━━━━━ Source records ━━━━━

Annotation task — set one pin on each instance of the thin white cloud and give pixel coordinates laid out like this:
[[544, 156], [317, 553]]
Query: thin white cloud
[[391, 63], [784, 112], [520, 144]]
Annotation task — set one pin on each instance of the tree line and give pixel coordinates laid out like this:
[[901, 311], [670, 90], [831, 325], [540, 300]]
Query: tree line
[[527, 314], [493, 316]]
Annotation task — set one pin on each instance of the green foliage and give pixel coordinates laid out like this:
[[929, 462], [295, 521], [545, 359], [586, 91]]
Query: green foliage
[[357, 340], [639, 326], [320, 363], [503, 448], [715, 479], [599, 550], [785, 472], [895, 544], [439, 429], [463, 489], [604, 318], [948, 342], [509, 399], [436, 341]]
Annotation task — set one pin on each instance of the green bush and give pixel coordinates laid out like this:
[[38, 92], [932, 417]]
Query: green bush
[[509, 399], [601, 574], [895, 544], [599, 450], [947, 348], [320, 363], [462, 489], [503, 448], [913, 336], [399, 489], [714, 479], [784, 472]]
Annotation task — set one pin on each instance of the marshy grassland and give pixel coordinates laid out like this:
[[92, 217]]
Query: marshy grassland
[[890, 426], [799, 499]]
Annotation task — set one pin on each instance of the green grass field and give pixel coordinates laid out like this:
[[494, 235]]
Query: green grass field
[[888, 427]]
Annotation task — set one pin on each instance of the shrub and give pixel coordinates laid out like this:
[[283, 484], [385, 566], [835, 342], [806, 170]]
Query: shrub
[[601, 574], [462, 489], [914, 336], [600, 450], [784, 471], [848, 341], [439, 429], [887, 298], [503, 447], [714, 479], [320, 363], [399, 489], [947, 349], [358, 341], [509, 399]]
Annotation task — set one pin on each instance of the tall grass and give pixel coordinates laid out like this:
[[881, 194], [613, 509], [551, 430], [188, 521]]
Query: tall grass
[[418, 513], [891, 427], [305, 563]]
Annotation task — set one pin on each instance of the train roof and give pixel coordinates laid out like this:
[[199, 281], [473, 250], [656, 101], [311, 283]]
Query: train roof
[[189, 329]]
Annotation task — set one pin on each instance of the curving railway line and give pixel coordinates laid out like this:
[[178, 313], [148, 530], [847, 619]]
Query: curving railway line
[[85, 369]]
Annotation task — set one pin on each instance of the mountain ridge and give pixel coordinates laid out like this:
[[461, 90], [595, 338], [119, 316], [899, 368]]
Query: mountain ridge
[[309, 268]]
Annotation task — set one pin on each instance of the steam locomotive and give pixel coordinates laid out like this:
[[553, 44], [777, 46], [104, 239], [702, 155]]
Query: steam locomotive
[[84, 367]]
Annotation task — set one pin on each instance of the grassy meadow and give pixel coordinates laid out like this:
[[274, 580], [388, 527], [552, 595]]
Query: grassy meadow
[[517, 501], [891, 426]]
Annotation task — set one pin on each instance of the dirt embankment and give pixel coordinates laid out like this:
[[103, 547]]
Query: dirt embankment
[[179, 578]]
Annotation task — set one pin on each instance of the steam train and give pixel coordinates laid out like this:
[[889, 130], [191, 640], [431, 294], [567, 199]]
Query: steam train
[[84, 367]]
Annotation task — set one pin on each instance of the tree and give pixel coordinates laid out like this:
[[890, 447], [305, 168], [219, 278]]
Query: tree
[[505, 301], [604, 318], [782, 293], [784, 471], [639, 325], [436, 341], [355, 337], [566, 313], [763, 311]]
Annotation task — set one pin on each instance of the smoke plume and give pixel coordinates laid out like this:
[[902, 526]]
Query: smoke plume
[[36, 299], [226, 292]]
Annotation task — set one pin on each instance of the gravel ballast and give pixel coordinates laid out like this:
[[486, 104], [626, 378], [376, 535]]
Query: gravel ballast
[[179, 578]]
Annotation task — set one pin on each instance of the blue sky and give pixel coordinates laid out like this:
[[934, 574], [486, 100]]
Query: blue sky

━━━━━

About this exercise | Reprint exactly, and only, the lines running from the one containing "Query: mountain ridge" through the last line of the listing above.

Exercise result |
Query: mountain ridge
[[309, 268]]
Annotation task — set one pin on each instance of the steam locomotive and give pixel coordinates laid out like this:
[[553, 44], [777, 46], [104, 239], [702, 155]]
Query: steam locomotive
[[84, 367]]
Annotation task — set one pin on each instance of the grassy meadow and give pixel coordinates laid out like this:
[[274, 580], [388, 527], [552, 595]]
Query: grassy meadow
[[517, 501], [891, 426]]
Annotation task — set one pin on each instance of the dirt embankment and give pixel coordinates laid out like this:
[[103, 547]]
Query: dirt embankment
[[179, 578]]
Annotation task — set one pin on each instance of the steam train and give pixel coordinates laid out like this:
[[889, 130], [191, 640], [431, 294], [567, 199]]
Query: steam train
[[84, 367]]
Annotation task — set one pin on each instance of the tree and give pixel coordinates laid out like this:
[[890, 447], [305, 168], [219, 278]]
Query: tree
[[505, 301], [604, 318], [782, 293], [784, 471], [639, 325], [436, 341], [355, 337], [566, 313], [763, 311]]
Annotation task — set one pin on each instance of the smoke plume and give pixel coordinates laid out like this:
[[902, 526]]
Query: smoke plume
[[36, 299], [226, 292]]
Annotation task — set one pin on each instance of the gravel ballast and give pixel coordinates laid out like this:
[[486, 104], [626, 378], [376, 535]]
Query: gravel ballast
[[179, 578]]
Annotation task — set one pin on each instance of the blue sky and give pixel coordinates laid out like this:
[[934, 574], [486, 100]]
Query: blue sky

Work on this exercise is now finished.